EXTRACTED RECORDS =>
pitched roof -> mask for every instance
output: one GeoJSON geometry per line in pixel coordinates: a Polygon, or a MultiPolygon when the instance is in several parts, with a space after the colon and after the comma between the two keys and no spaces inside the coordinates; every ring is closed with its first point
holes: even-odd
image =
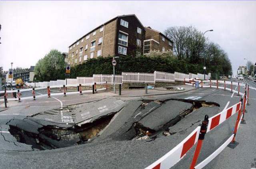
{"type": "Polygon", "coordinates": [[[126,16],[134,16],[136,18],[136,19],[137,19],[137,20],[138,20],[138,21],[140,23],[140,25],[141,25],[141,26],[142,26],[142,27],[144,28],[144,29],[146,31],[146,29],[145,29],[144,26],[143,26],[143,25],[142,25],[142,24],[141,23],[141,22],[140,22],[140,20],[139,20],[139,19],[138,18],[137,18],[137,16],[136,16],[135,15],[135,14],[130,14],[130,15],[120,15],[120,16],[116,16],[116,17],[115,17],[115,18],[113,18],[111,19],[111,20],[107,21],[106,22],[105,22],[104,24],[100,25],[100,26],[97,27],[96,28],[95,28],[94,29],[93,29],[91,31],[90,31],[89,32],[87,33],[85,35],[84,35],[82,36],[81,37],[80,37],[80,38],[79,38],[79,39],[78,39],[76,41],[75,41],[74,43],[72,43],[72,44],[71,44],[70,46],[69,46],[68,47],[70,47],[70,46],[72,46],[74,44],[75,44],[76,43],[76,42],[77,42],[78,41],[80,41],[80,40],[81,40],[81,39],[82,39],[82,38],[84,37],[85,36],[86,36],[87,35],[88,35],[90,33],[91,33],[93,31],[94,31],[96,29],[98,29],[99,28],[100,28],[101,27],[106,25],[106,24],[107,24],[109,23],[109,22],[113,21],[113,20],[116,19],[116,18],[118,18],[125,17],[126,17],[126,16]]]}

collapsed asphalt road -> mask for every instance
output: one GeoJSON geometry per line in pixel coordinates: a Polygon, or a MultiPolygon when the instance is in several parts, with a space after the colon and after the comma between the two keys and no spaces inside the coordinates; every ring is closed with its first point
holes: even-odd
{"type": "MultiPolygon", "coordinates": [[[[90,112],[89,109],[84,109],[89,108],[93,112],[98,110],[100,112],[100,110],[107,108],[98,105],[99,102],[94,102],[92,107],[85,104],[80,110],[76,108],[80,117],[76,115],[78,112],[72,112],[76,108],[67,108],[69,115],[62,118],[70,116],[73,120],[68,124],[46,120],[52,116],[60,117],[57,113],[59,110],[22,118],[6,117],[5,120],[0,121],[1,134],[5,138],[1,141],[0,161],[3,165],[0,167],[143,168],[184,139],[201,122],[206,113],[210,117],[224,108],[229,98],[220,98],[219,96],[207,94],[196,97],[200,98],[198,100],[186,99],[202,92],[210,93],[212,90],[201,89],[200,92],[138,98],[124,103],[116,99],[119,103],[114,108],[106,110],[105,114],[94,114],[93,118],[86,117],[84,121],[81,120],[82,117],[90,112]],[[16,147],[20,148],[21,145],[26,145],[24,146],[27,149],[15,149],[16,147]],[[64,147],[68,147],[63,148],[64,147]],[[62,148],[58,148],[60,147],[62,148]],[[56,149],[36,151],[53,149],[56,149]],[[11,157],[15,158],[19,164],[11,162],[8,159],[11,157]],[[35,161],[37,162],[33,162],[35,161]]],[[[222,90],[214,92],[218,92],[230,94],[222,90]]],[[[237,102],[238,98],[234,97],[233,100],[230,105],[237,102]]],[[[102,102],[107,103],[106,100],[103,100],[102,102]]],[[[63,113],[64,111],[62,110],[63,113]]],[[[212,133],[211,137],[219,140],[210,144],[209,152],[230,136],[228,134],[232,132],[235,118],[231,118],[223,123],[228,127],[225,128],[223,134],[215,136],[217,134],[212,133]]],[[[182,165],[188,163],[185,162],[182,165]]]]}

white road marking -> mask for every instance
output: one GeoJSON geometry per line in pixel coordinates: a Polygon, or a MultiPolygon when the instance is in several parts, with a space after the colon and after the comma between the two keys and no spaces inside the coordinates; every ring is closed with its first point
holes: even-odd
{"type": "Polygon", "coordinates": [[[224,110],[226,110],[227,108],[228,108],[228,105],[229,105],[229,103],[230,102],[229,101],[227,103],[227,104],[226,105],[226,106],[225,106],[225,107],[224,108],[222,111],[224,110]]]}
{"type": "Polygon", "coordinates": [[[200,99],[201,98],[202,98],[202,97],[198,96],[198,97],[196,97],[196,98],[192,98],[192,100],[198,100],[198,99],[200,99]]]}
{"type": "Polygon", "coordinates": [[[10,132],[6,132],[5,131],[0,131],[0,133],[9,133],[9,134],[10,134],[10,132]]]}
{"type": "Polygon", "coordinates": [[[64,122],[63,121],[63,114],[62,112],[62,106],[63,106],[63,104],[62,103],[62,102],[61,101],[60,101],[60,100],[58,99],[58,98],[55,97],[52,97],[52,98],[57,100],[60,103],[60,107],[61,107],[61,110],[60,110],[60,115],[61,116],[61,120],[62,121],[62,122],[64,122]]]}
{"type": "Polygon", "coordinates": [[[233,92],[233,94],[232,94],[232,95],[231,95],[231,98],[232,98],[233,97],[233,96],[234,96],[234,94],[235,94],[235,92],[233,92]]]}

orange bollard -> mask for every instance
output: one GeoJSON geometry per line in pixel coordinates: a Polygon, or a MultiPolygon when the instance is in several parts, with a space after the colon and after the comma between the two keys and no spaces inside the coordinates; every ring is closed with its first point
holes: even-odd
{"type": "Polygon", "coordinates": [[[208,122],[209,122],[208,118],[208,115],[205,115],[204,116],[204,120],[202,122],[202,126],[201,126],[201,128],[200,129],[200,133],[199,133],[198,141],[197,142],[197,145],[196,145],[196,148],[195,153],[194,155],[194,157],[193,157],[191,164],[190,165],[190,169],[194,169],[196,164],[197,159],[198,159],[199,154],[200,153],[200,150],[201,150],[202,146],[203,145],[203,141],[204,139],[204,136],[206,133],[207,126],[208,125],[208,122]]]}

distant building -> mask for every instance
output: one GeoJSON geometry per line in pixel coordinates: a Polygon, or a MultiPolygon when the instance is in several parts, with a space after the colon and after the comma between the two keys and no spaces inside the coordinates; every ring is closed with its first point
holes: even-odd
{"type": "Polygon", "coordinates": [[[245,66],[239,66],[237,69],[237,75],[247,75],[247,68],[245,66]]]}
{"type": "Polygon", "coordinates": [[[29,81],[34,81],[34,77],[35,76],[35,73],[34,69],[35,69],[34,66],[30,66],[30,69],[29,69],[29,81]]]}
{"type": "Polygon", "coordinates": [[[135,15],[118,16],[69,46],[68,62],[74,65],[99,56],[142,54],[145,31],[135,15]]]}
{"type": "Polygon", "coordinates": [[[145,27],[146,30],[144,41],[143,53],[150,51],[172,51],[173,42],[164,34],[150,27],[145,27]]]}

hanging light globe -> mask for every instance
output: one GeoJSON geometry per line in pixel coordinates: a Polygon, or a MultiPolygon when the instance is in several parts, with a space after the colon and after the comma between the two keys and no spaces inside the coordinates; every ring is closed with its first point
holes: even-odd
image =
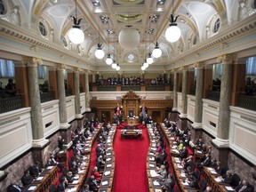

REQUIRED TASK => Rewrite all the material above as a numbered list, one item per line, with the blank lines and the pictures left out.

EXERCISE ANSWER =>
1. pitched roof -> mask for every instance
2. output: one GeoJSON geometry per line in pixel coordinates: a Polygon, or a MultiPolygon when the instance is in several parts, with a space after the colon and after the comma between the two keys and no spaces inside the coordinates; every ring is closed with its first point
3. holes: even-odd
4. image =
5. {"type": "Polygon", "coordinates": [[[126,16],[134,16],[136,18],[136,19],[137,19],[137,20],[138,20],[138,21],[140,23],[140,25],[141,25],[141,26],[142,26],[142,27],[144,28],[144,29],[146,31],[146,29],[145,29],[144,26],[143,26],[143,25],[142,25],[142,24],[141,23],[141,22],[140,22],[140,20],[139,20],[139,19],[138,18],[137,18],[137,16],[136,16],[135,15],[135,14],[130,14],[130,15],[120,15],[120,16],[116,16],[116,17],[115,17],[115,18],[113,18],[111,19],[111,20],[107,21],[106,22],[105,22],[104,24],[100,25],[100,26],[97,27],[96,28],[95,28],[94,29],[93,29],[91,31],[90,31],[89,32],[87,33],[85,35],[84,35],[82,36],[81,37],[80,37],[80,38],[79,38],[79,39],[78,39],[76,41],[75,41],[74,43],[72,43],[72,44],[71,44],[70,46],[69,46],[68,47],[70,47],[70,46],[72,46],[74,44],[75,44],[76,43],[76,42],[77,42],[78,41],[80,41],[80,40],[81,40],[81,39],[82,39],[82,38],[84,37],[85,36],[86,36],[87,35],[88,35],[90,33],[91,33],[93,31],[94,31],[96,29],[98,29],[99,28],[100,28],[101,27],[106,25],[106,24],[107,24],[109,23],[109,22],[113,21],[113,20],[116,19],[116,18],[118,18],[125,17],[126,17],[126,16]]]}
6. collapsed asphalt road -> mask for every instance
7. output: one GeoJSON geometry per line in pixel coordinates: a Polygon, or a MultiPolygon when the instance is in several parts, with a space after the colon and after the comma between the two keys and no spaces inside the coordinates; every ring is closed with its first point
8. holes: even-odd
9. {"type": "MultiPolygon", "coordinates": [[[[90,112],[89,109],[84,109],[89,108],[93,112],[98,110],[100,112],[100,110],[107,108],[98,105],[99,102],[94,102],[92,107],[85,104],[80,110],[76,108],[80,117],[76,115],[78,112],[72,112],[76,108],[67,108],[69,115],[62,118],[70,116],[73,120],[68,124],[46,120],[52,116],[60,117],[57,113],[59,110],[22,118],[6,117],[5,120],[0,121],[1,134],[5,138],[1,141],[0,161],[3,165],[0,167],[143,168],[184,139],[201,122],[206,113],[210,117],[224,108],[229,98],[220,98],[219,96],[207,94],[196,97],[200,98],[198,100],[186,99],[202,92],[210,93],[212,90],[201,89],[200,92],[138,98],[124,103],[116,99],[119,103],[114,108],[106,110],[105,114],[94,114],[93,118],[86,117],[84,121],[81,120],[82,117],[90,112]],[[16,147],[20,148],[21,145],[26,145],[24,146],[27,149],[15,149],[16,147]],[[64,147],[68,147],[63,148],[64,147]],[[62,148],[58,148],[60,147],[62,148]],[[56,149],[36,151],[53,149],[56,149]],[[11,157],[15,158],[19,164],[11,162],[8,159],[11,157]],[[35,161],[37,162],[33,162],[35,161]]],[[[222,90],[214,92],[218,92],[230,94],[222,90]]],[[[237,102],[238,98],[234,97],[233,100],[230,105],[237,102]]],[[[102,102],[107,103],[106,100],[103,100],[102,102]]],[[[63,113],[64,111],[62,110],[63,113]]],[[[212,133],[211,137],[219,140],[210,144],[209,152],[230,136],[228,134],[232,132],[235,118],[231,118],[223,123],[228,127],[225,128],[223,134],[215,136],[217,134],[212,133]]],[[[182,165],[188,163],[185,162],[182,165]]]]}
10. white road marking -> mask for every instance
11. output: one GeoJSON geometry per line in pixel coordinates: a Polygon, or a MultiPolygon when the instance is in several parts, with a space after the colon and after the comma between the two keys and no spaces inside the coordinates; every ring is closed with its first point
12. holes: even-odd
13. {"type": "Polygon", "coordinates": [[[224,110],[226,110],[227,108],[228,108],[228,105],[229,105],[229,103],[230,102],[229,101],[227,103],[227,104],[226,105],[226,106],[225,106],[225,107],[224,108],[222,111],[224,110]]]}
14. {"type": "Polygon", "coordinates": [[[200,99],[201,98],[202,98],[202,97],[198,96],[198,97],[196,97],[196,98],[192,98],[192,100],[198,100],[198,99],[200,99]]]}
15. {"type": "Polygon", "coordinates": [[[10,132],[6,132],[5,131],[0,131],[0,133],[9,133],[9,134],[10,134],[10,132]]]}
16. {"type": "Polygon", "coordinates": [[[64,122],[63,121],[63,114],[62,112],[62,106],[63,106],[63,104],[62,103],[62,102],[61,101],[60,101],[60,100],[58,99],[58,98],[55,97],[52,97],[52,98],[57,100],[60,103],[60,107],[61,107],[61,110],[60,110],[60,115],[61,116],[61,120],[62,121],[62,122],[64,122]]]}
17. {"type": "Polygon", "coordinates": [[[233,92],[233,94],[232,94],[232,95],[231,95],[231,98],[232,98],[233,97],[233,96],[234,96],[234,94],[235,94],[235,92],[233,92]]]}
18. orange bollard -> mask for every instance
19. output: one GeoJSON geometry per line in pixel coordinates: a Polygon, or a MultiPolygon when the instance is in several parts, with a space after the colon and after the comma between the two keys and no spaces inside the coordinates; every ring is closed with its first point
20. holes: even-odd
21. {"type": "Polygon", "coordinates": [[[208,122],[209,122],[208,118],[208,115],[205,115],[204,116],[204,120],[202,122],[202,126],[201,126],[201,128],[200,129],[200,133],[199,133],[198,141],[197,142],[197,145],[196,145],[196,148],[195,153],[194,155],[194,157],[193,157],[191,164],[190,165],[190,169],[194,169],[196,164],[197,159],[198,159],[199,154],[200,153],[200,150],[201,150],[202,146],[203,145],[203,141],[204,139],[204,136],[206,133],[207,126],[208,125],[208,122]]]}
22. distant building -> mask for every instance
23. output: one GeoJSON geometry per line in pixel coordinates: a Polygon, or a MultiPolygon when the instance is in several parts, with a space after the colon and after the comma between the two keys and no spaces inside the coordinates; every ring is closed with its first point
24. holes: even-odd
25. {"type": "Polygon", "coordinates": [[[245,66],[239,66],[237,69],[237,75],[247,75],[247,68],[245,66]]]}
26. {"type": "Polygon", "coordinates": [[[29,81],[34,81],[34,77],[35,76],[35,73],[34,69],[35,69],[34,66],[30,66],[30,69],[29,69],[29,81]]]}
27. {"type": "Polygon", "coordinates": [[[135,15],[118,16],[69,46],[68,62],[74,65],[99,56],[142,54],[145,31],[135,15]]]}
28. {"type": "Polygon", "coordinates": [[[145,27],[146,30],[144,41],[143,53],[150,51],[172,51],[173,42],[164,34],[150,27],[145,27]]]}
29. hanging light globe -> mask for every instance
30. output: one GeoJSON geometry per line in pixel coordinates: a Polygon, or a MultiPolygon when the instance is in several parts, with a space after the colon and after the comma between the two keys and no spaces inside the coordinates; every ring is closed with its first point
31. holes: even-odd
32. image =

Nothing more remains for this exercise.